Texte à lire >>
En plus de l’agressivité et des assassinats commis pour des raisons politiques, la religion sert aussi d’excuse pour semer la terreur. La peur apparaît à nouveau, en 1979 quand une rumeur court : « une brigade patrouille pour savoir qui célèbre Noël » (p. 74). Les accusations se succèdent, et la famille doit jeter des décorations de Noël en cachette : « On se débarrasse […] des sapins » (p. 74). L’effroi généré par la persécution des symboles religieux autres que musulmans oblige les familles chrétiennes à abandonner les ornements de Noël.

Cette omniprésence quasi-totale des agressions oblige la population à suivre un code de comportement restreint et sans liberté. Or, ces agressions, comme nous l’avons déjà indiqué, sont intériorisées par la narratrice, et ce depuis son enfance lorsqu’elle joue avec son ami Ali à des jeux belliqueux et qu’ils jouissent des cruautés en devenant « frère et sœur de violence » (p. 94). Par ailleurs, comme pour exorciser la violence subie, Bouraoui se remémore qu´enfant, elle se sentait parfois si attirée par la violence que, lorsqu’elle regarde le film de Histoire d’O, elle arrêtait la bande-vidéo sur les passages de « soumission et du sévice » (p. 101) en éprouvant du plaisir.

Ainsi donc, la brutalité perpétrée sur les femmes, externe ou interne, et les excès présents en Algérie constituent une partie des souvenirs qui constitueront une identité multiple. À cette violence exercée contre certaines formes de vie : celle des femmes (dans les espaces publics ou privés), celle du reste de la population (pour des raisons religieuses ou politiques) s’oppose une liberté présente aussi dans le pays. L’indépendance que la narratrice découvre est très étroitement liée à la nature et elle sera aussi inscrite dans l’identité de l’écrivaine.

La narratrice enfant et sa mère traversent l’Algérie dans leur GS bleue. La Citroën représente l’indépendance et le monde du possible. Les différents paysages naturels se succèdent : « sable, terre, pierres, roches » (p. 102) entre autres. Les sentiers de la campagne et la forêt évoquent une enfance heureuse. La douceur du Sahara (p. 143) est pure liberté. La nature est protectrice, elle garde et protège les femmes du danger. « La nature me protège, m’enlève vers la lumière » (p. 169), affirme la narratrice. Les sentiers de la campagne constituent un endroit caché, le lieu où elles peuvent pique-niquer sans se sentir en péril. Même la mère, qui a peur de la violence dans la ville, trouve dans la nature l’endroit où se sentir en sécurité.

L’imaginaire naturel fait son apparition dans le roman mais sous forme de légende. Racontée par le père, c’est l’histoire d’une femme sauvage, libre, qui habite sous un ravin, près des racines et des pierres. La narratrice enfant rêve, parfois, de disparaître avec la femme sauvage, de rester en liberté.

Lignes de données >>
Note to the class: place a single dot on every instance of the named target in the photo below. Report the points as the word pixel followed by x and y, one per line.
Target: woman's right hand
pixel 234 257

Consigne écrite 1 >> Traduisez en anglais la phrase suivante de l'extrait sur l'Algérie de la narratrice : « La nature est protectrice, elle garde et protège les femmes du danger. »
Consigne écrite 2 >> Prolongez l'extrait sur l'Algérie de la narratrice à partir de sa dernière phrase.
La liste n'est pas nécessaire pour ce travail.

Réponse écrite 1 >> Nature is protective; it shelters and protects women from danger.

Réponse écrite 2 >>
Mais la nature, certes évocatrice de la liberté, fait parfois peur à Nina enfant. La protagoniste s’inquiète de pouvoir disparaître dans un champ de marguerites sauvages qu’elle imagine être des plantes carnivores qui la dévorent. Dans ce même champ réel elle découvre un jour un puits caché. Elle a l’impression qu’elle aurait pu se noyer. Mais sa mère et elle essayent de faire face à cette peur. Dans un moment d’effroi, pendant qu’elles traversent la route avec la GS, la mère propose de chanter des chansons pour faire oublier le danger. Breakfast in America, chanson évoquée (p. 103), suggère le rêve américain de liberté, de bonheur et de réussite dans la vie.

La nature algérienne est libératrice, même si parfois elle semble dangereuse pour la mère de la narratrice et la jeune protagoniste. L’Algérie est donc un pays de restrictions à cause de la répression mais aussi de liberté. Ces deux éléments conforment l’identité de la narratrice, et de Bouraoui.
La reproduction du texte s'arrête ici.